-- Begin DATA TO PROCESS --

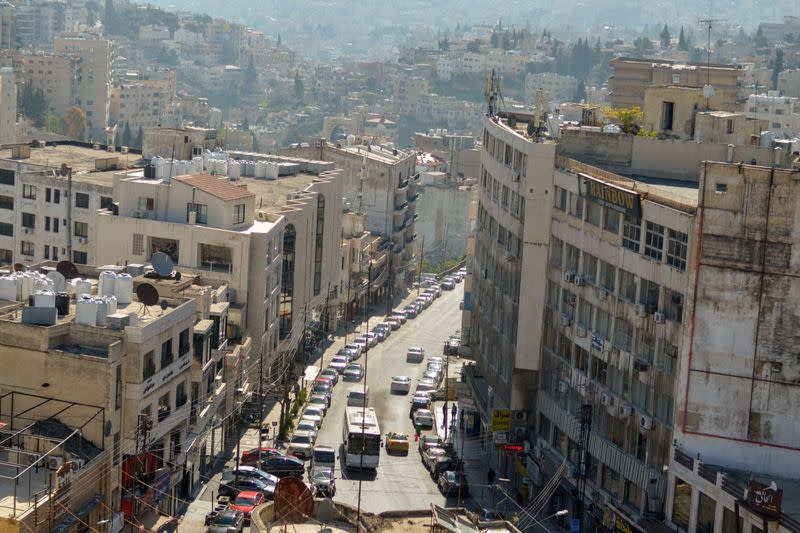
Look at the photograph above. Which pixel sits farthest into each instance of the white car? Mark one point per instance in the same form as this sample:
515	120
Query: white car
401	384
423	418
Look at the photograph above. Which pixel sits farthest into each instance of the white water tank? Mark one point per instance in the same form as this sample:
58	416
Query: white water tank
86	311
82	286
44	299
8	288
124	288
106	284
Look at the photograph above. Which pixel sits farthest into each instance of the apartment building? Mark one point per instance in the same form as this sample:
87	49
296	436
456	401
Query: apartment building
632	76
734	463
47	215
93	88
8	105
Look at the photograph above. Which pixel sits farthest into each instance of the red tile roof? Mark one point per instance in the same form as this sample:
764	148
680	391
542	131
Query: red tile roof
216	186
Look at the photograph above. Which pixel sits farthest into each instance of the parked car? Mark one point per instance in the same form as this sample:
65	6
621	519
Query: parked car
397	442
227	521
324	481
245	502
284	466
423	418
401	384
450	482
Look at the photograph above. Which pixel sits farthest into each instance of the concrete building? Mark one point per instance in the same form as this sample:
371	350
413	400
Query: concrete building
632	76
736	415
47	216
8	105
782	113
93	88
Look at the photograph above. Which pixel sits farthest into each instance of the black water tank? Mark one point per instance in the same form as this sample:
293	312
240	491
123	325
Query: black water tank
62	303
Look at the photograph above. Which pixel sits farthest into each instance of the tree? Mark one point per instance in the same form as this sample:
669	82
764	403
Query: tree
777	68
683	44
75	123
580	92
665	37
629	118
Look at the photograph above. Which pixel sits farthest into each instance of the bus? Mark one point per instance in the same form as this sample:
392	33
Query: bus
361	438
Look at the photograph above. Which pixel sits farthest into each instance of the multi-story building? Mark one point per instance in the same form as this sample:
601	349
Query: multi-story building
632	76
93	89
782	113
8	105
49	215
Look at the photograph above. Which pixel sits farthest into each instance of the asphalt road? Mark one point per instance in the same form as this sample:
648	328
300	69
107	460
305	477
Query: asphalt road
400	482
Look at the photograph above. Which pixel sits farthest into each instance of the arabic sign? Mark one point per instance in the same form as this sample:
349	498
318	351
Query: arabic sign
611	196
501	420
765	499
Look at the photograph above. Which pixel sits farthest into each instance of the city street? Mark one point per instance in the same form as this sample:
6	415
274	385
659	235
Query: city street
400	482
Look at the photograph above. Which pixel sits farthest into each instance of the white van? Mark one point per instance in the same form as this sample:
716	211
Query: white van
358	397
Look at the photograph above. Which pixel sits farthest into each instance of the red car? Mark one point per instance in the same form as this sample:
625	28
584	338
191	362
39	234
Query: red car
246	501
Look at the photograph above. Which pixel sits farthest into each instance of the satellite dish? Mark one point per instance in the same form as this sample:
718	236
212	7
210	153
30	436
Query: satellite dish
293	500
162	264
147	294
67	269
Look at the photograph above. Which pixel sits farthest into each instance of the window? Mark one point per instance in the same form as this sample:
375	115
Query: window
318	244
593	213
611	221
676	249
28	220
6	177
166	353
82	200
667	115
649	295
654	241
200	212
238	214
631	233
81	229
560	200
149	367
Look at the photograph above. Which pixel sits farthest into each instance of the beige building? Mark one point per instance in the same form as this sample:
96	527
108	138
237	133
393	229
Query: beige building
632	76
93	87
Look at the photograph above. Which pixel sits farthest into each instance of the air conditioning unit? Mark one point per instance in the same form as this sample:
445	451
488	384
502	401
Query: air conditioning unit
54	463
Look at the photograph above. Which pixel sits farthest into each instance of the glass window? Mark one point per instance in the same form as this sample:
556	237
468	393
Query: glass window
676	249
631	233
654	241
593	212
611	220
238	213
320	237
81	200
681	503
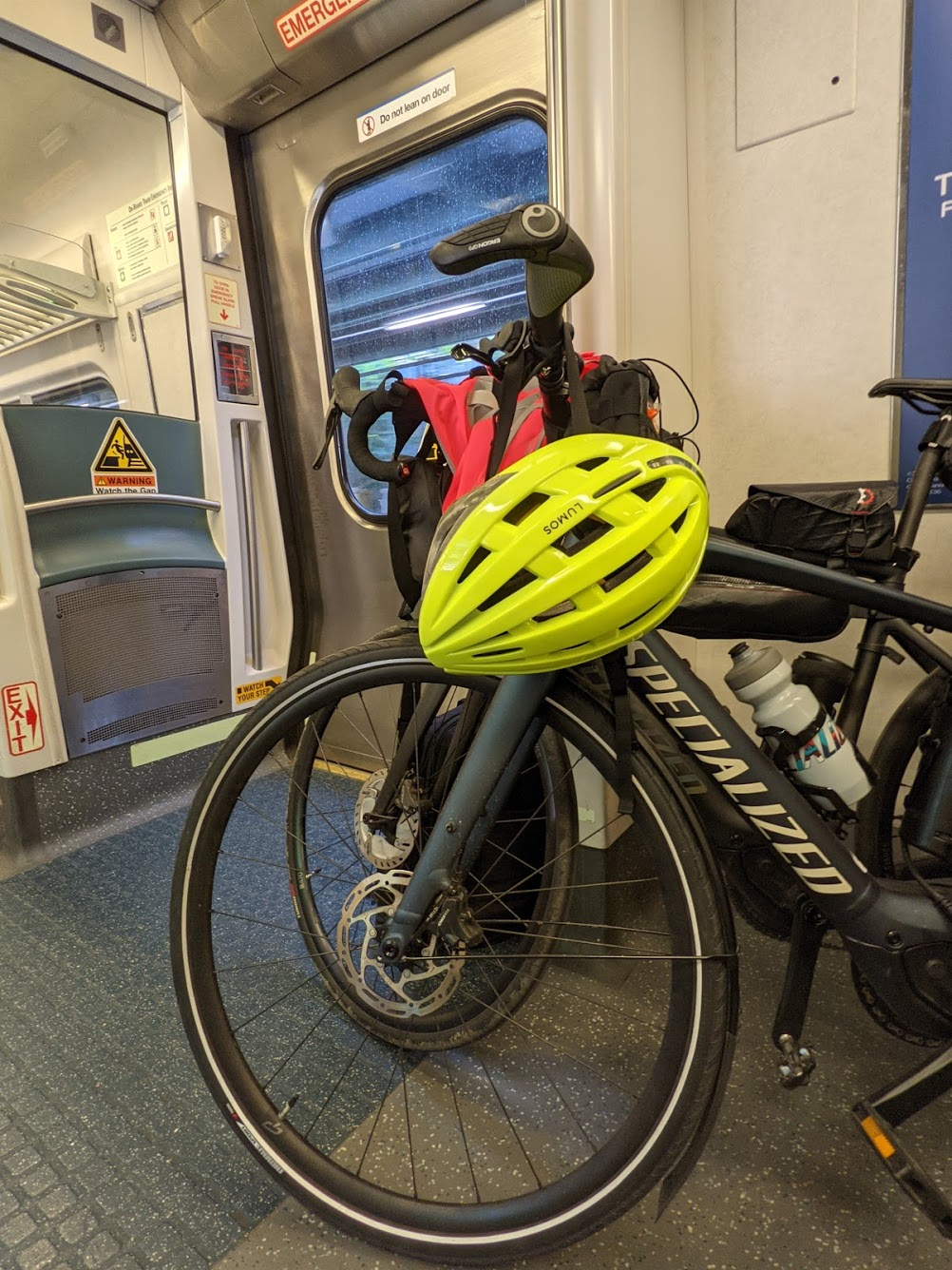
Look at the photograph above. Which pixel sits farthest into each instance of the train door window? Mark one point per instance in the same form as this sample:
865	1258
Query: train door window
89	242
386	306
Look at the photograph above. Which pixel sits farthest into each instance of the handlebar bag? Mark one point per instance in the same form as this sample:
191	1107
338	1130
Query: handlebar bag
819	524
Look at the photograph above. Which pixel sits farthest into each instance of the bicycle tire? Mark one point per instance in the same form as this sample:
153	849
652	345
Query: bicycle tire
638	1132
894	760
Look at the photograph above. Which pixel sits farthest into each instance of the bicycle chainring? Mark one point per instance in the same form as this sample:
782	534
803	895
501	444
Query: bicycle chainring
408	991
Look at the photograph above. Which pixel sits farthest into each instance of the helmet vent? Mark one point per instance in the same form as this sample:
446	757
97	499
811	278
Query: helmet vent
627	570
556	611
617	483
475	560
516	583
518	513
581	535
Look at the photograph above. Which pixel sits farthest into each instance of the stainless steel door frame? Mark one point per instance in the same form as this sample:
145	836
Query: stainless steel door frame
498	51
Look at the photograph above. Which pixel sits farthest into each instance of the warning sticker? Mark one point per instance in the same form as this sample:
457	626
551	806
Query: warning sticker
310	17
122	466
221	301
245	692
25	725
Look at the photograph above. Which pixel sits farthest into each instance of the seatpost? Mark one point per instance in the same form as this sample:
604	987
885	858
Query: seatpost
918	497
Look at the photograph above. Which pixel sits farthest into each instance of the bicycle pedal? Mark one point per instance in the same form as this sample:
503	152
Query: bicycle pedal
904	1168
796	1063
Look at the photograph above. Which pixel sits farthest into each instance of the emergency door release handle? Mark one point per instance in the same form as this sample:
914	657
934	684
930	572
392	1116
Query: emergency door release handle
558	263
528	233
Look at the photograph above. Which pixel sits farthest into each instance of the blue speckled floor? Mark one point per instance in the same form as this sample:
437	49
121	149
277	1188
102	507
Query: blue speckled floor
786	1180
110	1151
113	1155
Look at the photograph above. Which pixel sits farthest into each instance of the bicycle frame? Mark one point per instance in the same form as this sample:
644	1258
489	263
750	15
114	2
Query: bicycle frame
895	933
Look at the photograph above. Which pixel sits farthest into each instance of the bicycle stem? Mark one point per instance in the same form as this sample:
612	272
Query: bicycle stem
486	776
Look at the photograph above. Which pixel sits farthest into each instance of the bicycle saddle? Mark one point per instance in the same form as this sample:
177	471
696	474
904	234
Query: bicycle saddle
917	393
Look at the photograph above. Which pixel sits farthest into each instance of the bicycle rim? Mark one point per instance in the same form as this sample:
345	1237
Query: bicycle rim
516	1091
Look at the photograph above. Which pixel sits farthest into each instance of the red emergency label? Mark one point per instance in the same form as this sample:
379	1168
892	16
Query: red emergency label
311	17
25	725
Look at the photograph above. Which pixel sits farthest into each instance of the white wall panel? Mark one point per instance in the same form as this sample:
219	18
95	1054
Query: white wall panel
792	275
796	65
627	181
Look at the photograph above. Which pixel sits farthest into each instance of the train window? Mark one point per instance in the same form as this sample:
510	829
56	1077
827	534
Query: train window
89	241
386	306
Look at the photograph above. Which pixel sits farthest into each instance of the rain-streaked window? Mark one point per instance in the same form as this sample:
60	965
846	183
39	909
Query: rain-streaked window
388	307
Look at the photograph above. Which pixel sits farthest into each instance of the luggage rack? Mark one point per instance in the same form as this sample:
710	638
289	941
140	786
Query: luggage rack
41	299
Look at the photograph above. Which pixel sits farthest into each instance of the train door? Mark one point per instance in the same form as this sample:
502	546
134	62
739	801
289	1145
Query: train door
348	192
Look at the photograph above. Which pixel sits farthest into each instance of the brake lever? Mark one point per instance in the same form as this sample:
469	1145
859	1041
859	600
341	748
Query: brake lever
467	354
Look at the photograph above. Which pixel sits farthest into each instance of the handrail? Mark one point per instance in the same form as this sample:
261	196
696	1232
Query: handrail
105	499
241	431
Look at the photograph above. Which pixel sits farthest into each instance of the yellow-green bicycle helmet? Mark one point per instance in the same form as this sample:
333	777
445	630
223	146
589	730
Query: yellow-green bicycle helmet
567	554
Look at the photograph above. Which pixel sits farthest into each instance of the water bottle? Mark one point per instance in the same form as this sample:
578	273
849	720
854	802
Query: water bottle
786	710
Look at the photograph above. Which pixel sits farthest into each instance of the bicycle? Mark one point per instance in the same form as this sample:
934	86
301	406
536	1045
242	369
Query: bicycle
499	1008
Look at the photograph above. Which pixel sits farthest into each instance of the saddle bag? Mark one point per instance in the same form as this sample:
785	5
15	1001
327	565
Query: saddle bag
841	525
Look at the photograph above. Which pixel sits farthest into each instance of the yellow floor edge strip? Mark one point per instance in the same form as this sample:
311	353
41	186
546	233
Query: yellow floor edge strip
181	741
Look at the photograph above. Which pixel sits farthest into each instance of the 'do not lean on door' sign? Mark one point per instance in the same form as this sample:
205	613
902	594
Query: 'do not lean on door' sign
408	106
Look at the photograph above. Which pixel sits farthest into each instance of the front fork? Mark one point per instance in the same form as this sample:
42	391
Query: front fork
505	737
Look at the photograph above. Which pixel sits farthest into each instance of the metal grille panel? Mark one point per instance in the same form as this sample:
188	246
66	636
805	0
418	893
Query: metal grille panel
151	721
154	627
137	653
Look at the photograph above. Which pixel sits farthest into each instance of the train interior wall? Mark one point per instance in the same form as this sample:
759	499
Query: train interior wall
793	257
752	249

-- End DATA TO PROCESS --

• TASK BRIEF:
Retype nothing except the lines from the line holding "of the front" through the last line of the entries, both included.

• OUTPUT OF THE TASK:
Look at the photograph above. Which pixel sits farthest into each instance of the front fork? Mark one point per instance in the same form as this sample:
42	391
Query: front fork
505	737
Look at the photograph above. Which pixel sits farthest into each instance of the metal grille panel? Mark one point per instance in the same form as this sample:
188	246
66	636
805	0
418	893
Query: metal grille panel
151	721
154	627
137	653
Look at the photograph above. Which pixel sits farthest into each instance of the train interior wall? Mark one point per instance in the same form as this sample:
759	499
Query: train interior wall
793	257
752	249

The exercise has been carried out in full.